■ **WHAT IS EXPECTED**
Only a number is required: how many lines of the material contain the string "water".

■ **DATASET EXTRACT**
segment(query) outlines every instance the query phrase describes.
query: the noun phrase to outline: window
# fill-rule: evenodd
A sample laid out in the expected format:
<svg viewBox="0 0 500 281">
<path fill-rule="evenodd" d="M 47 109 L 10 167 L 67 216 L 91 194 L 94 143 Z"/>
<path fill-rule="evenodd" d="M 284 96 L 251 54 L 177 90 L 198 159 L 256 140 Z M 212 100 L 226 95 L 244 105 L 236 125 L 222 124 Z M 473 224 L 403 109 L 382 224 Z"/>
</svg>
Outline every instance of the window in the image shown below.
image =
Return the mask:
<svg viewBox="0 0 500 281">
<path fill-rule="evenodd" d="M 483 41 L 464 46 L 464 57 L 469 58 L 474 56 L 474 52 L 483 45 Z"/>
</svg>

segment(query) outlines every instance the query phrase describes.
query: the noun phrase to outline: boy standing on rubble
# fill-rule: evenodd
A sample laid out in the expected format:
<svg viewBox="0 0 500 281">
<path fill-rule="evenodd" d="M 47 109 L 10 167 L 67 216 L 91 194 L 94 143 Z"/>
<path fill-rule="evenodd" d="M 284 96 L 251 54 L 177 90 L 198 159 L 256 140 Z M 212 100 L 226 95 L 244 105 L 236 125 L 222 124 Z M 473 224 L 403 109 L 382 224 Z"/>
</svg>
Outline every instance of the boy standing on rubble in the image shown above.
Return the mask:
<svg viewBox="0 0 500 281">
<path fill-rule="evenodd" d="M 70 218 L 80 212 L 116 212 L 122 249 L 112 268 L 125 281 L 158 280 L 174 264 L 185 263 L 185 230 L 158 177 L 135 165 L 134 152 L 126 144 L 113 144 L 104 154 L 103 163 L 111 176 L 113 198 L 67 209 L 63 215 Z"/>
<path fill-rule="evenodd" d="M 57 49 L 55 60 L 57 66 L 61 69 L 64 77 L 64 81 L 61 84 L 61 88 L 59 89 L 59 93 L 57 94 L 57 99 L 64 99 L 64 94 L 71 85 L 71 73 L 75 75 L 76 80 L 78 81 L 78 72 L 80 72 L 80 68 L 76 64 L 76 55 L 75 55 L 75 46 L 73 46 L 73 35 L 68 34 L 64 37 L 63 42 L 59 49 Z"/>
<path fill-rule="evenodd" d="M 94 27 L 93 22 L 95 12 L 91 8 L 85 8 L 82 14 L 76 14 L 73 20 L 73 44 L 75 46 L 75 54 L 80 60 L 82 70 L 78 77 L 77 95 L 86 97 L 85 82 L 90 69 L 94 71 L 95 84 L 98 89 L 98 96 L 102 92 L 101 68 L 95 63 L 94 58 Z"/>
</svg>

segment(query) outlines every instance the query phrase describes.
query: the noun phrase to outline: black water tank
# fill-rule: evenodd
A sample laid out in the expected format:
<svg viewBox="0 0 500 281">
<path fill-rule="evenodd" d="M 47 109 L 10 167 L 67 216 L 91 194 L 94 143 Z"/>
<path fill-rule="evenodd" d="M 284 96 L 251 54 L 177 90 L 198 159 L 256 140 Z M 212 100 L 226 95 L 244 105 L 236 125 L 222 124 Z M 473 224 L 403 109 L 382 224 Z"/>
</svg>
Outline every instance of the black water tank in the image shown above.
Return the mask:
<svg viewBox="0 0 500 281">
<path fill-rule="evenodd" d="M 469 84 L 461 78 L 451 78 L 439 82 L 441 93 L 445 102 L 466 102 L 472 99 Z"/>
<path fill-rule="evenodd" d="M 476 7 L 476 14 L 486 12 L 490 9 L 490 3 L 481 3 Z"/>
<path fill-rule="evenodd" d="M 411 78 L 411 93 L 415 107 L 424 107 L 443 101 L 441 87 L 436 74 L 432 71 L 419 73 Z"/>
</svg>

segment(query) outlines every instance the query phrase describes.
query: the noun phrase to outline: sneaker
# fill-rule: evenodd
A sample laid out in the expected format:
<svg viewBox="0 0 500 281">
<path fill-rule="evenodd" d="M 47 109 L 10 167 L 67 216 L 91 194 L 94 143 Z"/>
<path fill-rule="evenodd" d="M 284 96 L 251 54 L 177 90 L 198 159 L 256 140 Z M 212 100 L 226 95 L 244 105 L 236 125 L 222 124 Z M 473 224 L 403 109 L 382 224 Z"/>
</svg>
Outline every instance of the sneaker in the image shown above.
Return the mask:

■ **EXERCISE OUTPUT**
2